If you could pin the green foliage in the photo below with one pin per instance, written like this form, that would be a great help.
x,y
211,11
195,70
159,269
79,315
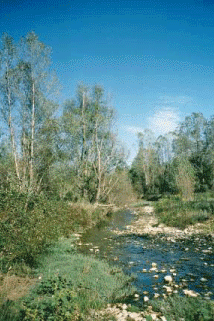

::::

#### [ASSIGNMENT]
Print every entry above again without changing a word, and omit the pictures.

#### [REPLY TO THE TASK]
If you could pin the green foliage in the photo below with one pin per instance, written like this form, that would be a great help.
x,y
211,11
195,70
159,269
79,315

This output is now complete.